目標 >> 以下の資料のうち、文字列「slope」を含む行をすべて選び出し、そのまま書き写してください。

──────── 使用する資料

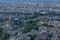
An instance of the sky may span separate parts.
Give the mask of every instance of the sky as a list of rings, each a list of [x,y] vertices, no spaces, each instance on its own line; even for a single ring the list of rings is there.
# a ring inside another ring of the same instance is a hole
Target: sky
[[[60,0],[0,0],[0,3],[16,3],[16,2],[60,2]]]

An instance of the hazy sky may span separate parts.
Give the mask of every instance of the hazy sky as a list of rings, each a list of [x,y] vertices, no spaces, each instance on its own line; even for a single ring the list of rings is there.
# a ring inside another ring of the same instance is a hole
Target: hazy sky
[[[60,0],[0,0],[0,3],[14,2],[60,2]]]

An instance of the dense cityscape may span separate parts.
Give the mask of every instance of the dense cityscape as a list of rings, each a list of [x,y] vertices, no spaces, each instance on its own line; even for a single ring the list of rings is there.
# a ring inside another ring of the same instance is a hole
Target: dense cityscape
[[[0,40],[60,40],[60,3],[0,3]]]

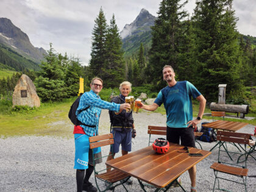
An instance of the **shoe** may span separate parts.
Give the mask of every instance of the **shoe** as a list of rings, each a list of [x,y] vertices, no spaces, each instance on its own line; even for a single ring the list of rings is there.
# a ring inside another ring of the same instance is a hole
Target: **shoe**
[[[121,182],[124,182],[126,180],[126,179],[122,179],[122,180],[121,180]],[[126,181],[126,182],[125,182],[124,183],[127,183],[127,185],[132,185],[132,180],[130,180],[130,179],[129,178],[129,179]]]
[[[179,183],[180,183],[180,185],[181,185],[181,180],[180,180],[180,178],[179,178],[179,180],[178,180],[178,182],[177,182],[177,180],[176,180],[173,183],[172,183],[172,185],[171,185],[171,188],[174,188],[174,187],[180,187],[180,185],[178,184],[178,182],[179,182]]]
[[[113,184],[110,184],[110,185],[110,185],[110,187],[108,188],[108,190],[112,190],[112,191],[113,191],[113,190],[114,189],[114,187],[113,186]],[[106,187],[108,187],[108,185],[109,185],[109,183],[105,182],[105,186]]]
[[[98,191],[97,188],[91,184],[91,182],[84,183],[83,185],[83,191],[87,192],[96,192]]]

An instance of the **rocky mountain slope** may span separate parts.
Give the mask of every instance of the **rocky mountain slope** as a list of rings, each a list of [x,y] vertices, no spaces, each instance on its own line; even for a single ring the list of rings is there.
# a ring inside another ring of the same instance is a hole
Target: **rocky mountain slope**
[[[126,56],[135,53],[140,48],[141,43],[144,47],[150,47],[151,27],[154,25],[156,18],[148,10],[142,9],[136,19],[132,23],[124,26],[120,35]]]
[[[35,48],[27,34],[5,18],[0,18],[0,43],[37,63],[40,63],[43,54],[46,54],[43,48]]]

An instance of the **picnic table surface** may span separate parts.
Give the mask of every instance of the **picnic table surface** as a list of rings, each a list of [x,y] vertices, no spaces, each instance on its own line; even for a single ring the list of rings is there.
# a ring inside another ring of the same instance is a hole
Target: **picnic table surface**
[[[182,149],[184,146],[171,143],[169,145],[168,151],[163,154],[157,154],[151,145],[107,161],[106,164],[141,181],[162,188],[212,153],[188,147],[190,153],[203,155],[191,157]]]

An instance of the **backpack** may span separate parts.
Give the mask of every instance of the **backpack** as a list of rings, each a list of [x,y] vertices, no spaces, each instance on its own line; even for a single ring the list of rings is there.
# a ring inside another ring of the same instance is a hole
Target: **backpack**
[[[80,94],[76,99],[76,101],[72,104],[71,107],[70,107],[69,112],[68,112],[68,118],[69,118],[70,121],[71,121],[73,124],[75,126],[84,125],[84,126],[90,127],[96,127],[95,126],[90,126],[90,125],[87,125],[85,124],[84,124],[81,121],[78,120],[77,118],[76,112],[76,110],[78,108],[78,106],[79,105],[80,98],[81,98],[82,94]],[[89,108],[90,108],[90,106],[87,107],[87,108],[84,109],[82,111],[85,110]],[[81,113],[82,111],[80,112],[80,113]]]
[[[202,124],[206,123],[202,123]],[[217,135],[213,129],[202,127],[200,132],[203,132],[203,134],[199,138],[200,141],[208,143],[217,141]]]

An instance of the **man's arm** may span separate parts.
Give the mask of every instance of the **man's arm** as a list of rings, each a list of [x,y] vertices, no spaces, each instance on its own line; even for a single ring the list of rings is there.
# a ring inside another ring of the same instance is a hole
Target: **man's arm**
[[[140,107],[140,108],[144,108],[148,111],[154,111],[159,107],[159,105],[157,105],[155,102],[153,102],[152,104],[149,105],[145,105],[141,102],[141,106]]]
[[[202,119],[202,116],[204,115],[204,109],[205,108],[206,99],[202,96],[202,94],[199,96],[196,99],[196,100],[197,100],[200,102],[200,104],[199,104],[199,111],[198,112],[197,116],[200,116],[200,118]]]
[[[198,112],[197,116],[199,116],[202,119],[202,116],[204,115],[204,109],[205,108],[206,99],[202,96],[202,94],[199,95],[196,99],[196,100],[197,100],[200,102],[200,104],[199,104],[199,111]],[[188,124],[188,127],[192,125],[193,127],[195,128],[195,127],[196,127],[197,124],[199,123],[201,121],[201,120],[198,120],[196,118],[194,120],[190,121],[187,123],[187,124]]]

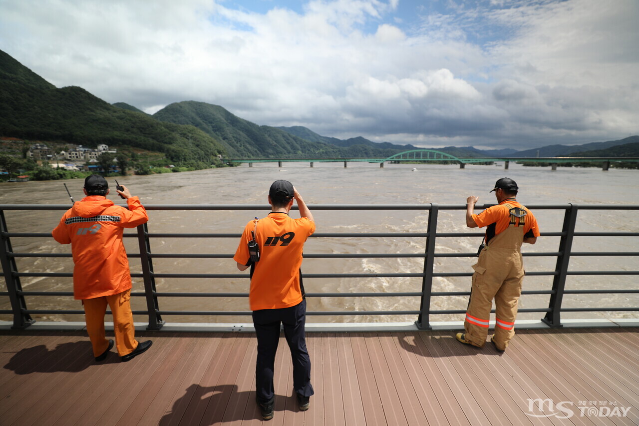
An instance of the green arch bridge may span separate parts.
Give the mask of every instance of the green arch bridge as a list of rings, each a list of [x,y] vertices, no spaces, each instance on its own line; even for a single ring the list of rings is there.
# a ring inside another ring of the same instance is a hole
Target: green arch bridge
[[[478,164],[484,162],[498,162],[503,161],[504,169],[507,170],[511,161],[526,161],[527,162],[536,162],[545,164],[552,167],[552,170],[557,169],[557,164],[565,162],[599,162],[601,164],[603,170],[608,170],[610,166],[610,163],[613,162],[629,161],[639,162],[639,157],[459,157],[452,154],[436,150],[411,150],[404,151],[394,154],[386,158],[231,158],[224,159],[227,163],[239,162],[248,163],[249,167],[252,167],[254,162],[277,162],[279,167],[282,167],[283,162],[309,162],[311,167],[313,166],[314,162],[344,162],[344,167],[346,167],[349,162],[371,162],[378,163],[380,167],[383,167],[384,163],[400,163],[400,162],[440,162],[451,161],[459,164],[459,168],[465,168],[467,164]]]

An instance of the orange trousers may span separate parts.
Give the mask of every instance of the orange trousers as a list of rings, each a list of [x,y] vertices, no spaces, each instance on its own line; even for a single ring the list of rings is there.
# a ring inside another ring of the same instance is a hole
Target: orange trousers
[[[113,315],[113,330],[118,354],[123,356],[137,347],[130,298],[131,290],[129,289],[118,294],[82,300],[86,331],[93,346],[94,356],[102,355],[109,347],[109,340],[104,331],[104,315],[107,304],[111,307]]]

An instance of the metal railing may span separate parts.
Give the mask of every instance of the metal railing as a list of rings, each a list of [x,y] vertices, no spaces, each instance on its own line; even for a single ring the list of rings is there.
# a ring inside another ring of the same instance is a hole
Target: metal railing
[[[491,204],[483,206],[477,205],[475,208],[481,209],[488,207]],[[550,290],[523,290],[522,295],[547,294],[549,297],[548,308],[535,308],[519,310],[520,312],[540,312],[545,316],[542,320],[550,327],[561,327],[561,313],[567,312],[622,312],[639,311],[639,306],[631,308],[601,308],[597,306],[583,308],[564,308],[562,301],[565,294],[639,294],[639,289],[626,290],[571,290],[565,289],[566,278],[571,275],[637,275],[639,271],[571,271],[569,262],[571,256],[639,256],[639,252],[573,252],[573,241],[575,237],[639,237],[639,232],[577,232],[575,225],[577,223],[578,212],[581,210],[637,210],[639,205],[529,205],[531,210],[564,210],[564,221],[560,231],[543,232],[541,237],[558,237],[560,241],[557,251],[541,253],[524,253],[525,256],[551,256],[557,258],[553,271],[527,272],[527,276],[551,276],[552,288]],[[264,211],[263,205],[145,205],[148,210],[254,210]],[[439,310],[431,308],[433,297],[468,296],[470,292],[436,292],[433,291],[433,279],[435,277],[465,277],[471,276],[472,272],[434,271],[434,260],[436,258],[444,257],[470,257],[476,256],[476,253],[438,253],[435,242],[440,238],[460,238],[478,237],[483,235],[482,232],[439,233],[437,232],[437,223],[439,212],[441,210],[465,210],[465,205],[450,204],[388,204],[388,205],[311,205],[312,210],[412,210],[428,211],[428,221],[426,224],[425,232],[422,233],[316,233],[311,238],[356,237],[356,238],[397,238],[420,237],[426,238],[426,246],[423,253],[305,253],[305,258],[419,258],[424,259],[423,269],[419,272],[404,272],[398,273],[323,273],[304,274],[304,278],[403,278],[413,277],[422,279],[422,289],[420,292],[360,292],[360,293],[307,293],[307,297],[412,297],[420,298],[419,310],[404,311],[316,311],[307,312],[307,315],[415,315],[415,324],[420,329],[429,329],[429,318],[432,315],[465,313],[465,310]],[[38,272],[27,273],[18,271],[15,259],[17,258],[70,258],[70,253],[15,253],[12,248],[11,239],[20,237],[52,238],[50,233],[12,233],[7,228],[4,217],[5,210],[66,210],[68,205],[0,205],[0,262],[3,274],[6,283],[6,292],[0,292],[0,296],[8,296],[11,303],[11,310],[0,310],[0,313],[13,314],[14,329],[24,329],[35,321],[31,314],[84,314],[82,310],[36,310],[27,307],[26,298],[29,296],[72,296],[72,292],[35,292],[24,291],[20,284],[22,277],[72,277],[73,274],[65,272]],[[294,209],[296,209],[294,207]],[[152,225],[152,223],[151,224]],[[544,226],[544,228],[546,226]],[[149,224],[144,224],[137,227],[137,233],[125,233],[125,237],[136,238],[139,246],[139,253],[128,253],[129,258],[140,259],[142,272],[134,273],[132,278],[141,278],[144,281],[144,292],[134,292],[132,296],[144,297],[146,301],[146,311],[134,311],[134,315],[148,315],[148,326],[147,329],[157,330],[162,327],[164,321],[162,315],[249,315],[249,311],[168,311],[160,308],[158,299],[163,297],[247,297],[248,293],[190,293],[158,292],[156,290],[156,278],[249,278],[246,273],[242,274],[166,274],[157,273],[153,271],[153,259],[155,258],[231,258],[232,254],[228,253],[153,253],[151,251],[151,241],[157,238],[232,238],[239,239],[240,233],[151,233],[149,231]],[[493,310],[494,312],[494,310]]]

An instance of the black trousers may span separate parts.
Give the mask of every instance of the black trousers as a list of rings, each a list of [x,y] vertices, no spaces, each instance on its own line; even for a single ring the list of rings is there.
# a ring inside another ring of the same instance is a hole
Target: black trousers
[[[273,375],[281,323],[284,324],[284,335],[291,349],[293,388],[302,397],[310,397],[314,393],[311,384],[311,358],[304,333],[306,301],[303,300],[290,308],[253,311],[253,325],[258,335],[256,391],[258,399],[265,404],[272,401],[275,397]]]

────────────────
──────── 使用する資料

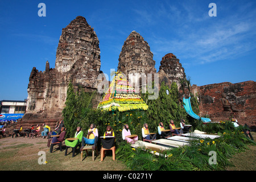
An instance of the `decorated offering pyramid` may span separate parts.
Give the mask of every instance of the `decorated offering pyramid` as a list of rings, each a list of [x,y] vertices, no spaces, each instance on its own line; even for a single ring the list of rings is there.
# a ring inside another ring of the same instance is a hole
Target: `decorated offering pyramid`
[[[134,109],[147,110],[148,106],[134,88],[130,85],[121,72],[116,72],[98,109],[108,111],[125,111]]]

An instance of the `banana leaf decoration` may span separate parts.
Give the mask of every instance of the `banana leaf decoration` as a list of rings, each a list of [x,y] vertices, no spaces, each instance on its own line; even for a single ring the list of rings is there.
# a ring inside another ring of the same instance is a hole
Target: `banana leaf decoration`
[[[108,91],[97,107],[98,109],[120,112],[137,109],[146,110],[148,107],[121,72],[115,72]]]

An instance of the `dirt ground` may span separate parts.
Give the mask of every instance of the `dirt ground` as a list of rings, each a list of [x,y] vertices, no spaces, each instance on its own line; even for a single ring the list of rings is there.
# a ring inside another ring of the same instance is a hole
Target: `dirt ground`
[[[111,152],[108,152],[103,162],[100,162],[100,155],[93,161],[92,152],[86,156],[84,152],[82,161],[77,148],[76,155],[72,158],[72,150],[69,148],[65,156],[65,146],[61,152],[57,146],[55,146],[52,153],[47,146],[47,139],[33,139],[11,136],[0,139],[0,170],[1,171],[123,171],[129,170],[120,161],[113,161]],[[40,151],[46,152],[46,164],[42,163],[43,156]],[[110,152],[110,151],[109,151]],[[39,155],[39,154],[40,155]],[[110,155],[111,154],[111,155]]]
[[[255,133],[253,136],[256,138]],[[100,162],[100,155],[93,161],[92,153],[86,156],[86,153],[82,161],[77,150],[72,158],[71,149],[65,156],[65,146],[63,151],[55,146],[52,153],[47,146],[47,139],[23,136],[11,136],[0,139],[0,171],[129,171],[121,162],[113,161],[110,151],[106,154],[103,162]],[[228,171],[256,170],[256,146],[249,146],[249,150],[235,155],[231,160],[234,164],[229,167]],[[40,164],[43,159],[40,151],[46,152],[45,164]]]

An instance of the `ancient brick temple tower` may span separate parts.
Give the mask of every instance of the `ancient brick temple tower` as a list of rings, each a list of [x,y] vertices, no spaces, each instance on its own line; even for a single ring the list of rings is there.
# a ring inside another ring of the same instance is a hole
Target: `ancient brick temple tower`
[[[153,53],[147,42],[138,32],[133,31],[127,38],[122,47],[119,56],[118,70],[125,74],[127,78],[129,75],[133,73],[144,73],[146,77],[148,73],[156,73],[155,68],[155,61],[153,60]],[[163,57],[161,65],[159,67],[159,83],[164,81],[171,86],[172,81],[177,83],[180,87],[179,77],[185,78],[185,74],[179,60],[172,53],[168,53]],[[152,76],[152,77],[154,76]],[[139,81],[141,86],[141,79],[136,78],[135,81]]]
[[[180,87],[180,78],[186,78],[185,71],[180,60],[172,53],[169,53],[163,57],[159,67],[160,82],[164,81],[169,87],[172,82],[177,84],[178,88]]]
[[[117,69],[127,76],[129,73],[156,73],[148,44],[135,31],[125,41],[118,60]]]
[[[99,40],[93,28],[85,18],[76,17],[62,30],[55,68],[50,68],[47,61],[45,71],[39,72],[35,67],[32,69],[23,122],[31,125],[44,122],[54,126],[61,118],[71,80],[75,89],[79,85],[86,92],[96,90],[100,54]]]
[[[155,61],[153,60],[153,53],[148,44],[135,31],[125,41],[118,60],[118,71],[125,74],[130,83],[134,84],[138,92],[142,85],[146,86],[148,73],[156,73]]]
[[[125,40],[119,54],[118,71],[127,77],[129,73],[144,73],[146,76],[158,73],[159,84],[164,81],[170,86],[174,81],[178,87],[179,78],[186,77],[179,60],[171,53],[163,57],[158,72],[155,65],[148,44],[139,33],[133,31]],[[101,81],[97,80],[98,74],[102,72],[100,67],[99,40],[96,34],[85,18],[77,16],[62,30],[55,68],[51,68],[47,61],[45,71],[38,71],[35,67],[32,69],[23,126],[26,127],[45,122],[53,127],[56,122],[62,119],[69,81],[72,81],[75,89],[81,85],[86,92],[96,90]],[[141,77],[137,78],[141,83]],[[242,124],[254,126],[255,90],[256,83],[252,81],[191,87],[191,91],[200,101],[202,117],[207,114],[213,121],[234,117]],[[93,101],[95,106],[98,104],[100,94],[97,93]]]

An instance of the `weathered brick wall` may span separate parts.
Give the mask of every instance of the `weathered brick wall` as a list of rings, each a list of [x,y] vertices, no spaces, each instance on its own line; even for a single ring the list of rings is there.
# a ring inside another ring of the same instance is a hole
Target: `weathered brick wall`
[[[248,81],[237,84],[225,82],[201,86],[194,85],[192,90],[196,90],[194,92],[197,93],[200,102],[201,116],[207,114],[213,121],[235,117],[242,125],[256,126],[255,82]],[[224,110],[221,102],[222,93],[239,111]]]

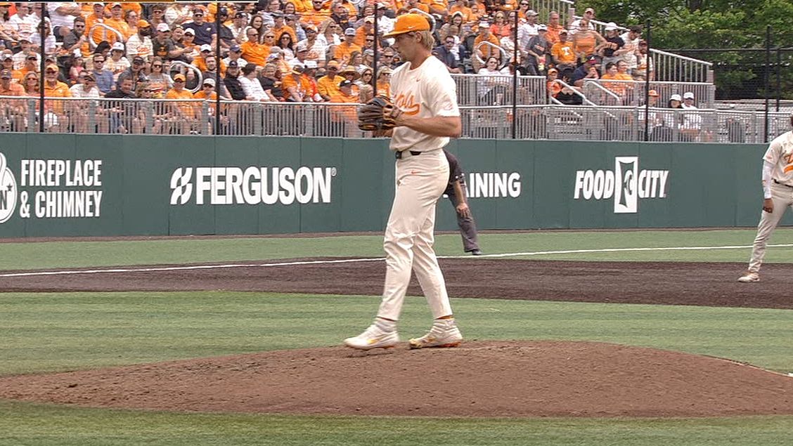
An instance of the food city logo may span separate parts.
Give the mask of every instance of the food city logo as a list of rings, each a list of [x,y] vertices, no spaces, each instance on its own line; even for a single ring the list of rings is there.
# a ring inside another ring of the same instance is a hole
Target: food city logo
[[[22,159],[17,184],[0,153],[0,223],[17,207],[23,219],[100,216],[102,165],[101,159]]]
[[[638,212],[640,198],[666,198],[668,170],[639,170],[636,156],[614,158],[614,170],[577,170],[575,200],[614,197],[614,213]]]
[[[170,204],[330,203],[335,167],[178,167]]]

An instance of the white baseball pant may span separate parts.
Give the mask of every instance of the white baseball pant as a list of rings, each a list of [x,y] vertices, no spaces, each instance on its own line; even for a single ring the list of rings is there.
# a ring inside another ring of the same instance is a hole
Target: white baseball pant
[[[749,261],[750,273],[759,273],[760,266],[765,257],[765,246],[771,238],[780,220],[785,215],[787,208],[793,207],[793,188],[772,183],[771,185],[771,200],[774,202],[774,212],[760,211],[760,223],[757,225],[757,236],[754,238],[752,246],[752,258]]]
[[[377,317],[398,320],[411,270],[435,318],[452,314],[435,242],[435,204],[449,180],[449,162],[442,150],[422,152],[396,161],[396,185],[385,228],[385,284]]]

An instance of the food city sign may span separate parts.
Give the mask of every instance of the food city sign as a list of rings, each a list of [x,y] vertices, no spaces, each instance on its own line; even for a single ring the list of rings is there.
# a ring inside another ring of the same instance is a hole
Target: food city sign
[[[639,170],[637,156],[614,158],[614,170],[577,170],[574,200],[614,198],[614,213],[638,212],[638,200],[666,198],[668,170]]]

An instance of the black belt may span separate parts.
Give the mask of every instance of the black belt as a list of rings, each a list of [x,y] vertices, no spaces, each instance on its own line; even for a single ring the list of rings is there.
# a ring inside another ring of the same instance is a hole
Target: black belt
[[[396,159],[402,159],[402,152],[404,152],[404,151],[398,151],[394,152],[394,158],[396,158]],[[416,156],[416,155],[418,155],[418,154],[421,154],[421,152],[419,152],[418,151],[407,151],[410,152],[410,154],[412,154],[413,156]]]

────────────────

解答 >>
An instance of the **rocky mountain slope** may span separate parts.
Give the mask of every instance of the **rocky mountain slope** as a list of rings, each a list of [x,y] vertices, no spaces, each instance on its own line; even for a single ring the list of rings is there.
Target: **rocky mountain slope**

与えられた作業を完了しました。